Stated exercise: Copy the following listing word for word, keeping every line as it appears.
··· Data for processing
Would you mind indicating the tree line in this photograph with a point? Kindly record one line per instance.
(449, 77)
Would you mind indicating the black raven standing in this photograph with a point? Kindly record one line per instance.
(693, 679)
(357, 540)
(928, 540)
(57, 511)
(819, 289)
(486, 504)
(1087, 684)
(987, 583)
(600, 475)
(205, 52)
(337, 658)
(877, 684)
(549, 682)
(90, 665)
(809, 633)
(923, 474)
······
Finished exercise:
Would you mind indicating the tree line in this photograph with a point? Kindly record one line per instance.
(449, 77)
Would you mind indicating the black raven standing in this photograph with a point? Kindly record one line per instance.
(693, 679)
(357, 540)
(928, 540)
(57, 511)
(819, 289)
(486, 504)
(1087, 684)
(987, 583)
(600, 475)
(205, 52)
(337, 658)
(877, 684)
(549, 682)
(90, 665)
(809, 633)
(923, 474)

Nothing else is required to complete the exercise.